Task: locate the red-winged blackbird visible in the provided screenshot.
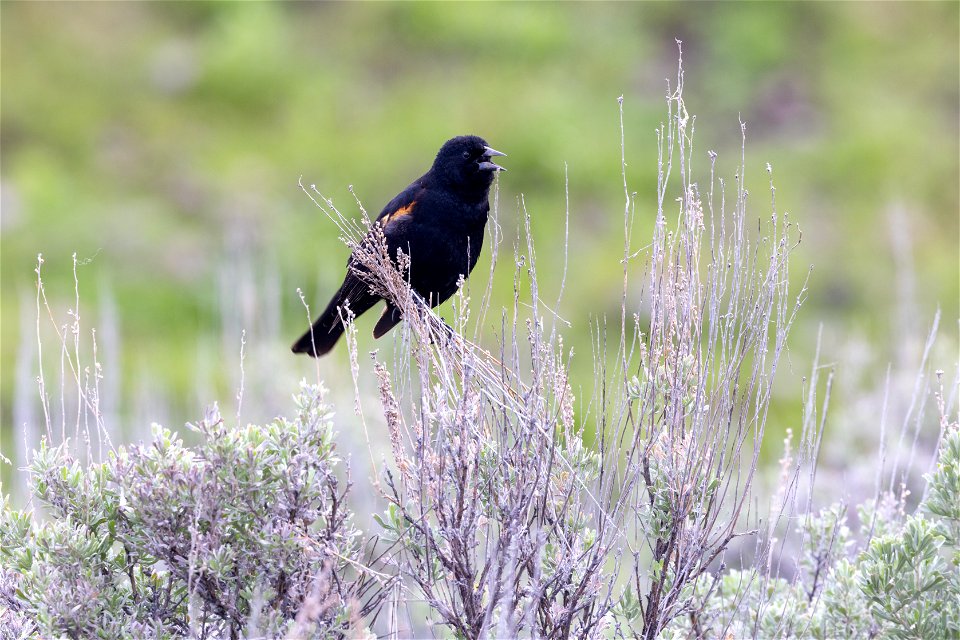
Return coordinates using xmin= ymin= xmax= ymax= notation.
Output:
xmin=293 ymin=136 xmax=506 ymax=357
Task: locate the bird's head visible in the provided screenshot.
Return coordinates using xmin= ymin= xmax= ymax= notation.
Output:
xmin=433 ymin=136 xmax=507 ymax=195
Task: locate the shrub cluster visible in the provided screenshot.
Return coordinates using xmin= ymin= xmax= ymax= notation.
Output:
xmin=0 ymin=385 xmax=383 ymax=638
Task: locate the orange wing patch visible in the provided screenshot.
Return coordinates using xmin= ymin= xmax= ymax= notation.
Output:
xmin=383 ymin=201 xmax=417 ymax=226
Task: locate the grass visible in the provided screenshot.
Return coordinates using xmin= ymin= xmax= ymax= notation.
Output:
xmin=0 ymin=46 xmax=960 ymax=639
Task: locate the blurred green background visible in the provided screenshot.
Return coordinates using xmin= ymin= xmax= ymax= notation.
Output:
□ □ □ □ □
Please write out all the rows above again, requests included, scaling every bounding-box coordinate in the answers by 1.2 and rounding each result to a whole number, with halves rounded up. Leave the pictures out of your answer.

Task: locate the red-winged blackbird visible in the provided screenshot.
Return coordinates using xmin= ymin= xmax= ymax= notation.
Output:
xmin=352 ymin=163 xmax=607 ymax=428
Task: locate the bird's head visible in the provided screenshot.
Return coordinates using xmin= ymin= xmax= ymax= notation.
Output:
xmin=520 ymin=163 xmax=608 ymax=234
Task: locate the shrub cluster visible in the provided screenshot.
Return coordinates using xmin= ymin= xmax= ymax= notation.
Output:
xmin=0 ymin=462 xmax=460 ymax=766
Task: locate the orange wing patch visible in the provided screenshot.
Return coordinates using xmin= ymin= xmax= ymax= notation.
Output:
xmin=460 ymin=241 xmax=500 ymax=271
Task: locate the grass visible in the provided screenshot.
Return coordinates using xmin= ymin= xmax= ymax= notation.
Output:
xmin=0 ymin=55 xmax=1152 ymax=767
Task: locate the blurred green background visible in the provided screenshot.
Return coordinates using xmin= ymin= xmax= ymax= notation.
Output:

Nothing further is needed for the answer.